[[ Exercise data, beginning ]]
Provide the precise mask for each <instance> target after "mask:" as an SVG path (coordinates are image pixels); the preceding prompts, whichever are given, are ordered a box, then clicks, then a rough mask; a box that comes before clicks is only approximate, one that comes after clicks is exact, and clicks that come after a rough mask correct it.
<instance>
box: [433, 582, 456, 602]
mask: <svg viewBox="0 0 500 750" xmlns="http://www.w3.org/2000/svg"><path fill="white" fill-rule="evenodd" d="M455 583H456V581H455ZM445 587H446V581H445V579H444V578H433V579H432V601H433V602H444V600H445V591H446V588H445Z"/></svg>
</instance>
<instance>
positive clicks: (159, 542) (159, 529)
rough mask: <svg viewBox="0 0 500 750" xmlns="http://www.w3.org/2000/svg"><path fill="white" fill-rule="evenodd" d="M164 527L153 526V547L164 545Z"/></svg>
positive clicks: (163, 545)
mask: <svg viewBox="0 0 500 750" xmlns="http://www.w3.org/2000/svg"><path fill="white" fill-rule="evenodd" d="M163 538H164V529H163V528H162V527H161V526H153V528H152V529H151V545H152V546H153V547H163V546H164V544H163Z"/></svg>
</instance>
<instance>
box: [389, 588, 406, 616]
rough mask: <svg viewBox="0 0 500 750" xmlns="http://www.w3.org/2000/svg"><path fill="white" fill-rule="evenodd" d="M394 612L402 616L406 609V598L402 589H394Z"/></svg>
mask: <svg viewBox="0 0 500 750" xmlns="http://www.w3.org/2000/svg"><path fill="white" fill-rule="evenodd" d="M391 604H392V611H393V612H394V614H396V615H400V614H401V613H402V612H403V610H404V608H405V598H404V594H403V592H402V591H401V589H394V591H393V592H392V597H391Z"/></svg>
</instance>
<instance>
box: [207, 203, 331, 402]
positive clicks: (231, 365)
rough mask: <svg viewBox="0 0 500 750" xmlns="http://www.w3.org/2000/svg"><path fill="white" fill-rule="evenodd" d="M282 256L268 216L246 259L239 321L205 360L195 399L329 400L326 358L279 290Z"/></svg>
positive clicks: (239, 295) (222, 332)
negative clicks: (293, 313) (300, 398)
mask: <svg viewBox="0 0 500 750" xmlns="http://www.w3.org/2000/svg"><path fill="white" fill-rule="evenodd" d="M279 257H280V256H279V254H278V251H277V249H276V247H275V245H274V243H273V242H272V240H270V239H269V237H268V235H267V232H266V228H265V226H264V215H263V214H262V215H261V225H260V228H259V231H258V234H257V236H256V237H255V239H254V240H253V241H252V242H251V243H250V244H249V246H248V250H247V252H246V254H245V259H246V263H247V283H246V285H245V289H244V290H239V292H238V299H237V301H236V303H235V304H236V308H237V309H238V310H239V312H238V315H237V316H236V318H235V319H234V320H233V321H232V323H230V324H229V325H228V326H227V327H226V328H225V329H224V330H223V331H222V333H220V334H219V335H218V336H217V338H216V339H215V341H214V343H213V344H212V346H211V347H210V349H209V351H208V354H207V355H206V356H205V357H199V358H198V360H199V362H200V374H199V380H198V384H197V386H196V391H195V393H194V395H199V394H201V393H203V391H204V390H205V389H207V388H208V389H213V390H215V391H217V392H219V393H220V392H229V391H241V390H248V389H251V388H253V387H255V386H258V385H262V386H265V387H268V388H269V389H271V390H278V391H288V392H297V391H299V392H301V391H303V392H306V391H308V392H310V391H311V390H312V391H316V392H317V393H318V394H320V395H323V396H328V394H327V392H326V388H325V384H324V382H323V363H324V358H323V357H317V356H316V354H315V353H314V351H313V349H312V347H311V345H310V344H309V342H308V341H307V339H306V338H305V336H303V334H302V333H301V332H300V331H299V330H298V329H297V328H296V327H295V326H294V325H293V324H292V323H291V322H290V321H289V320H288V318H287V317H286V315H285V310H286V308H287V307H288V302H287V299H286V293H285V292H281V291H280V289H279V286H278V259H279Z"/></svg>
[[ Exercise data, end ]]
Work task → Reproduce the data from its first line up to and including the line with "positive clicks: (239, 295) (222, 332)".

Answer for the task →
Provide the precise mask for each <instance> target after "mask:" as an SVG path (coordinates are image pixels); the preceding prompts, whichever are given, are ordered a box, then clicks, then a rough mask; a box that comes before clicks is only approximate, one that comes after clicks is exact, and clicks that come after a rough mask correct it.
<instance>
box: [433, 582, 456, 602]
mask: <svg viewBox="0 0 500 750" xmlns="http://www.w3.org/2000/svg"><path fill="white" fill-rule="evenodd" d="M455 583H456V581H455ZM445 587H446V581H445V579H444V578H433V579H432V601H433V602H444V600H445V591H446V588H445Z"/></svg>
</instance>
<instance>
positive clicks: (159, 542) (159, 529)
rough mask: <svg viewBox="0 0 500 750" xmlns="http://www.w3.org/2000/svg"><path fill="white" fill-rule="evenodd" d="M164 527L153 526V547L164 545Z"/></svg>
positive clicks: (163, 545)
mask: <svg viewBox="0 0 500 750" xmlns="http://www.w3.org/2000/svg"><path fill="white" fill-rule="evenodd" d="M163 538H164V529H163V528H162V527H161V526H153V528H152V529H151V545H152V546H153V547H163V546H164V544H163Z"/></svg>
</instance>
<instance>
box: [389, 588, 406, 616]
rough mask: <svg viewBox="0 0 500 750" xmlns="http://www.w3.org/2000/svg"><path fill="white" fill-rule="evenodd" d="M394 612L402 616L406 609V598L402 589H394Z"/></svg>
mask: <svg viewBox="0 0 500 750" xmlns="http://www.w3.org/2000/svg"><path fill="white" fill-rule="evenodd" d="M391 604H392V611H393V612H394V614H396V615H400V614H401V613H402V612H403V610H404V608H405V598H404V594H403V592H402V591H401V589H394V591H393V592H392V597H391Z"/></svg>
</instance>
<instance>
box: [207, 203, 331, 402]
positive clicks: (231, 365)
rough mask: <svg viewBox="0 0 500 750" xmlns="http://www.w3.org/2000/svg"><path fill="white" fill-rule="evenodd" d="M282 256L268 216L246 259L239 321L205 360L195 399L329 400L326 358L279 290Z"/></svg>
positive clicks: (239, 295) (222, 332)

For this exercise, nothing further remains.